>>
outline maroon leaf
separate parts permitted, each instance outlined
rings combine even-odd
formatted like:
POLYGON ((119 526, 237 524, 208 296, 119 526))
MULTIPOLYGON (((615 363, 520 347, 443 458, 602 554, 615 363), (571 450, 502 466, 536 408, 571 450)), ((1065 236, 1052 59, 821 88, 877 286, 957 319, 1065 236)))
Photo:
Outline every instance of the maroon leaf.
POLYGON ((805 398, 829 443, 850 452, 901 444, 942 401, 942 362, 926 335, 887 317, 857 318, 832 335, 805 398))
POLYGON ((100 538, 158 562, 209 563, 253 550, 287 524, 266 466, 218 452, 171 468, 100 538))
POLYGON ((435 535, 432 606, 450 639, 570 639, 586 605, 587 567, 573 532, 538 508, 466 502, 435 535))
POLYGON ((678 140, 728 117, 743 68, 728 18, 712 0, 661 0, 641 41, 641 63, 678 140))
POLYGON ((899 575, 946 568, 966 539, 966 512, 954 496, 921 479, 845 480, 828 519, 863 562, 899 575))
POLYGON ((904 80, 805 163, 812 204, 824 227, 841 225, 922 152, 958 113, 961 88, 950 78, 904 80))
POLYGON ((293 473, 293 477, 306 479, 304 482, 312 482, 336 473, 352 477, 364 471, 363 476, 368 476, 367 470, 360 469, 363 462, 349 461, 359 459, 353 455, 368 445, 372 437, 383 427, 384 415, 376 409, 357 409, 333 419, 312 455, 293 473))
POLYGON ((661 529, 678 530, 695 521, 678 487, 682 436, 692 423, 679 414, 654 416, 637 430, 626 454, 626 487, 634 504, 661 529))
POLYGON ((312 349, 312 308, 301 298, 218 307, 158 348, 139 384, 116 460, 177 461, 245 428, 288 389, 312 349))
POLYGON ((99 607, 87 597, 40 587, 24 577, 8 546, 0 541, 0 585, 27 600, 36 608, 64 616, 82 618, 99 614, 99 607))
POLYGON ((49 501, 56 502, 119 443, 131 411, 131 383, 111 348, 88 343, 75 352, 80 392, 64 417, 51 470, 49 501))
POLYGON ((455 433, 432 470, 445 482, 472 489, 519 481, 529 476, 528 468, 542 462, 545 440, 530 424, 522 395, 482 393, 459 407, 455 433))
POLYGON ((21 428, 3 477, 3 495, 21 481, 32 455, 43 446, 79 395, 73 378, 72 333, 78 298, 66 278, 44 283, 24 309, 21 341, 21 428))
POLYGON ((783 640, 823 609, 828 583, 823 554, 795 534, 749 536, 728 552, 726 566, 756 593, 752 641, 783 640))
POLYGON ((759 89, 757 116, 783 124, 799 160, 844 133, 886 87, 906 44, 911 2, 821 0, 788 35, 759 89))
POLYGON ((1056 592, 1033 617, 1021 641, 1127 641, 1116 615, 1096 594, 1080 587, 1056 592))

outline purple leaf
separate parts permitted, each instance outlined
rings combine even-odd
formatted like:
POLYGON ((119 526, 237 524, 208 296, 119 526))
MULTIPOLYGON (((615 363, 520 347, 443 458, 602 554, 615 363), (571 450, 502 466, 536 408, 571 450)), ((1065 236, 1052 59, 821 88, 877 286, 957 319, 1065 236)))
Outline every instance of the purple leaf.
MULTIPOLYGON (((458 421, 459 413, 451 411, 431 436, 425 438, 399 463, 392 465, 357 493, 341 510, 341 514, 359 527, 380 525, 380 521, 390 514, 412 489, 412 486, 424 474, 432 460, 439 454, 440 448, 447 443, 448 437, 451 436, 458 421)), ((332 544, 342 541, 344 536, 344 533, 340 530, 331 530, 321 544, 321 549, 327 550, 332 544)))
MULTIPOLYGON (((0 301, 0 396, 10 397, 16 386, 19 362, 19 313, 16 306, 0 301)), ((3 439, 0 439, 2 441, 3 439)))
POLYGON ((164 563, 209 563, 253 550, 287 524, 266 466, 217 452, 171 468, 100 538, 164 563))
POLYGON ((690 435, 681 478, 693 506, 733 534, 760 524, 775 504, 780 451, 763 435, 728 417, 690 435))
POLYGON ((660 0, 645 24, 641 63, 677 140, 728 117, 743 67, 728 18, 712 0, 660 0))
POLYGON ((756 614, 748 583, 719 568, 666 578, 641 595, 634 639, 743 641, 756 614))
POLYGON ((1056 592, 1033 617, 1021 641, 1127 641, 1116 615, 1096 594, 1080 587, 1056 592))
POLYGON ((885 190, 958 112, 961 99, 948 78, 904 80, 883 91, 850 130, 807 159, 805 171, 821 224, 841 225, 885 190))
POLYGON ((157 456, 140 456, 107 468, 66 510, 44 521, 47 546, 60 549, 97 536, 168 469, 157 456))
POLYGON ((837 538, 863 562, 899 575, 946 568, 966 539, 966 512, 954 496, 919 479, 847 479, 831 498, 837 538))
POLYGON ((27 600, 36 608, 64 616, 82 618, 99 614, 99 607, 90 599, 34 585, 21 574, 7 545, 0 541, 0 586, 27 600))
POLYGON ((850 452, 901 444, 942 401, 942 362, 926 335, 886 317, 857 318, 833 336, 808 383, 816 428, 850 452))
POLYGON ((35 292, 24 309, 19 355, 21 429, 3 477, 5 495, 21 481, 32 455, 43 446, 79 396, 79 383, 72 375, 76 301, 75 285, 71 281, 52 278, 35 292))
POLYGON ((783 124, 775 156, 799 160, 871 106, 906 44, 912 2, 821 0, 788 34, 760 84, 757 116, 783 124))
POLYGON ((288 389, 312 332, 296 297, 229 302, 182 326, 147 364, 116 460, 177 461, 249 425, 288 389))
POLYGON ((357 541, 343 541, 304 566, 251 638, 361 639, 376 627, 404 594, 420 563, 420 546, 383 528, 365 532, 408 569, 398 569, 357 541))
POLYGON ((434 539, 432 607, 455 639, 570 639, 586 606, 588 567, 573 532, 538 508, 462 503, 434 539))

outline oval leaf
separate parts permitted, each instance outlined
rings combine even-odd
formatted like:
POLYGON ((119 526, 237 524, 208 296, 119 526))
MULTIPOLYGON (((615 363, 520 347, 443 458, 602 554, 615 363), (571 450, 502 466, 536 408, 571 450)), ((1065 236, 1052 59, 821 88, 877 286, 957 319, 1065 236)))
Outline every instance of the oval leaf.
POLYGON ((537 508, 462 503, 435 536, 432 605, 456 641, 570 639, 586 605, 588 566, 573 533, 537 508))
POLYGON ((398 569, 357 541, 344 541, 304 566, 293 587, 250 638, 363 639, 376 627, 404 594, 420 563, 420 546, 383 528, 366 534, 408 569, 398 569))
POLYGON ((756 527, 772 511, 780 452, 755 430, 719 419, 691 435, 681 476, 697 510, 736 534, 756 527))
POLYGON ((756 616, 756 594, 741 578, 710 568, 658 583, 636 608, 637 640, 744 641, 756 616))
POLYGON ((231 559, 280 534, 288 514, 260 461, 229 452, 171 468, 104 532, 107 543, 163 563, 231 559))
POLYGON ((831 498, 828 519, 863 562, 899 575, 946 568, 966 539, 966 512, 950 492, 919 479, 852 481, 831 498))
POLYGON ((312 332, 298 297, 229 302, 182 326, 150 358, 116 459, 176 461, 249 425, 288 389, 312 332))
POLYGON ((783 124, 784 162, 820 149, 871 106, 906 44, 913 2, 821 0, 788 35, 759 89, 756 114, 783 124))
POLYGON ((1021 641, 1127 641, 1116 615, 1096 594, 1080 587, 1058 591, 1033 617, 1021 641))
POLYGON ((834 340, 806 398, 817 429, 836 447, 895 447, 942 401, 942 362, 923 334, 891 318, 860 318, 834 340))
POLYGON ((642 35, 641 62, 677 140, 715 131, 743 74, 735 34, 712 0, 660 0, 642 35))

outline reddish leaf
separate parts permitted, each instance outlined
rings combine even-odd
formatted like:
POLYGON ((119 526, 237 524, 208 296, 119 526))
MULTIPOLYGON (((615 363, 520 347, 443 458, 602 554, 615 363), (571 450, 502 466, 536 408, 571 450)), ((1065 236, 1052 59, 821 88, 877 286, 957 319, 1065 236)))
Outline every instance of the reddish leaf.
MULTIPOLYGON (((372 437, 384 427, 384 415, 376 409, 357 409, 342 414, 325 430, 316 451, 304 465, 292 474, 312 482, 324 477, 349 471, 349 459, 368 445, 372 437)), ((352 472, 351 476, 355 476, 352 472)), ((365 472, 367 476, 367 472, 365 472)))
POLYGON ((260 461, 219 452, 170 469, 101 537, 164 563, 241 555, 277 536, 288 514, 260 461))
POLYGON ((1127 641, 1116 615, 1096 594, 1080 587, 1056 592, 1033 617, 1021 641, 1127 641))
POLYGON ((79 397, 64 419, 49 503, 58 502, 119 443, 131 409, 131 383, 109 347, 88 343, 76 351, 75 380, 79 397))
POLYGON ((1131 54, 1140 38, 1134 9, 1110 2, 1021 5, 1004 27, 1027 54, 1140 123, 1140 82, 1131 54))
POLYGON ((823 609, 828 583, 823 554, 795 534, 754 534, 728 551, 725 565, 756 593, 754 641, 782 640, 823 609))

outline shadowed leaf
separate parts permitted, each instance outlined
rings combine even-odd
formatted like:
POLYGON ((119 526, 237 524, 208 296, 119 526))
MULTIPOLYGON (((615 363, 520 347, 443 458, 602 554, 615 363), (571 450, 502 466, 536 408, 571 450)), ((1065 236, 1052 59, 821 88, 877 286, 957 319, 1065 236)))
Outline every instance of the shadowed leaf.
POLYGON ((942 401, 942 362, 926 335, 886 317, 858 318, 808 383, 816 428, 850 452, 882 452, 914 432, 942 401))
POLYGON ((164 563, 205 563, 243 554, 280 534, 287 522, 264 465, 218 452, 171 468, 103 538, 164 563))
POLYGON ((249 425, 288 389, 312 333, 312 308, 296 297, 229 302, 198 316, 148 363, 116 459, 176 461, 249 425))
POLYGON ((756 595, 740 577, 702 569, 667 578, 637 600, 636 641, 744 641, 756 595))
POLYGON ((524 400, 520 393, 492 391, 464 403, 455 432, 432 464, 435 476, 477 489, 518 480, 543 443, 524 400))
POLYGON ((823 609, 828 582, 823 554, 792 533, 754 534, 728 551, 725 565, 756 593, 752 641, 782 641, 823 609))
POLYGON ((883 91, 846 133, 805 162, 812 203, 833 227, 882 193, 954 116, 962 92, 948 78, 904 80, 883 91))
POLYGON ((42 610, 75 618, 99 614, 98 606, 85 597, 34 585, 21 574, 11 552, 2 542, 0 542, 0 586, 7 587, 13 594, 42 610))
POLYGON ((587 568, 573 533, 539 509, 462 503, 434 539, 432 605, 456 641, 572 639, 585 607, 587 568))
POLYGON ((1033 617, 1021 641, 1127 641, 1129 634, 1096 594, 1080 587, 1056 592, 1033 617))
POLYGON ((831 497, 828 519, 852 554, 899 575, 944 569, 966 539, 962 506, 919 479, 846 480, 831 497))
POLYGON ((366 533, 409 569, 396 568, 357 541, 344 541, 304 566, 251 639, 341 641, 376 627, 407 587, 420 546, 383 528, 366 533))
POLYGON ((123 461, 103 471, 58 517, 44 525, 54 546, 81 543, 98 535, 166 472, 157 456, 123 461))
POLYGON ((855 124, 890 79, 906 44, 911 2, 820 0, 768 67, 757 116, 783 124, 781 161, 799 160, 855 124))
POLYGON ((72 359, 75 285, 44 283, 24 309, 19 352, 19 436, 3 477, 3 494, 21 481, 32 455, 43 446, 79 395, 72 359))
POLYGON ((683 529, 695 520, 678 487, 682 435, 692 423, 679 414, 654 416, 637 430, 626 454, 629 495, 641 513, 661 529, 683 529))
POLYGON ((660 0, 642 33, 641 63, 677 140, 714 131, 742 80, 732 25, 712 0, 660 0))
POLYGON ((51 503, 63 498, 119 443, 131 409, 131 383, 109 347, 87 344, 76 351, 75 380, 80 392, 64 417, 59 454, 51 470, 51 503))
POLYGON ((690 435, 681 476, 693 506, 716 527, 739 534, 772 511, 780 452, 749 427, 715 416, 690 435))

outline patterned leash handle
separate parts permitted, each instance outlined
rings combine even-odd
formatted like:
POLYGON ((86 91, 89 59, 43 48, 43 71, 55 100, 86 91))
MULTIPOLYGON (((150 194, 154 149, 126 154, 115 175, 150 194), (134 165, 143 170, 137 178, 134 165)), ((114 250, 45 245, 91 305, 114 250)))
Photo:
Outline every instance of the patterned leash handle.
<<
CHALLENGE> From the line containing "outline patterned leash handle" down to the final line of the data, write out every line exactly; both the first and last of these belong in your answer, and nothing else does.

FINAL ANSWER>
outline patterned leash handle
separate parts permitted, each instance outlined
rings combine even-odd
formatted like:
POLYGON ((86 91, 89 59, 43 48, 43 71, 55 100, 86 91))
MULTIPOLYGON (((150 194, 154 149, 126 154, 115 175, 150 194), (134 165, 143 170, 137 178, 134 165)), ((114 250, 45 245, 91 305, 114 250)))
Photo:
Outline every instance of the patterned leash handle.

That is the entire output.